_TASK OBJECTIVE_:
Nothing but the lines from the one that contains "Target: recessed panel cabinet door" through the end of the listing should appear, set down exactly.

_MATERIAL FOR THE TASK_:
- Opening Delimiter -

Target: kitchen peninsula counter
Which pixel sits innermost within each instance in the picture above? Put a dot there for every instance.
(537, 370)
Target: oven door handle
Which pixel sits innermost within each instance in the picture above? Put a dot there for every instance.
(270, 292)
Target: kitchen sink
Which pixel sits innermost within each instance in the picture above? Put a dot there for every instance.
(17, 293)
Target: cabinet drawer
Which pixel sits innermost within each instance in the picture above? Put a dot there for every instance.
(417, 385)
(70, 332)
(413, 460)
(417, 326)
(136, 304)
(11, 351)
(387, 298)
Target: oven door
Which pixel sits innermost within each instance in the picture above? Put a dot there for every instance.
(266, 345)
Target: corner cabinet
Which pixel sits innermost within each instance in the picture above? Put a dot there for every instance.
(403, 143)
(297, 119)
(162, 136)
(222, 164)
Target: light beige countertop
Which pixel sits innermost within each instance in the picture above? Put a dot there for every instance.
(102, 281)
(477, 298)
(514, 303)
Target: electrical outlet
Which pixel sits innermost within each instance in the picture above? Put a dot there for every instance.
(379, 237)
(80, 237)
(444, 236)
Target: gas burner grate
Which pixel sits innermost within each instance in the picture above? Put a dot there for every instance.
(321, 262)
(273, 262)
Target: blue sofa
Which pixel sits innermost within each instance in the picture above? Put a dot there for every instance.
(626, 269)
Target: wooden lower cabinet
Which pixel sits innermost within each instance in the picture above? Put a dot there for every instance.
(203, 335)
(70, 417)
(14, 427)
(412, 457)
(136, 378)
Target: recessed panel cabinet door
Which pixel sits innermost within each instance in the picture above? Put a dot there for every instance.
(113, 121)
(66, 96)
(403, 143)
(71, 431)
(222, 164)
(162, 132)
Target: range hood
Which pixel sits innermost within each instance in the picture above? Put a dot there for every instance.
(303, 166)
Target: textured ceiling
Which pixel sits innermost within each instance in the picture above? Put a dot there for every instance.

- Closing Delimiter -

_REPLY_:
Target: recessed panel cabinet door
Which pixel sits innermost within each instance in the picture above? Put a dot there for every instance.
(113, 121)
(66, 96)
(403, 143)
(71, 431)
(222, 164)
(162, 132)
Target: range hood
Which pixel sits innermost within each instance in the picture above? Put a dot there for every instance.
(303, 166)
Target: textured ceiling
Which pixel sits innermost within each instance in the picture above? Put a dot there for every instance.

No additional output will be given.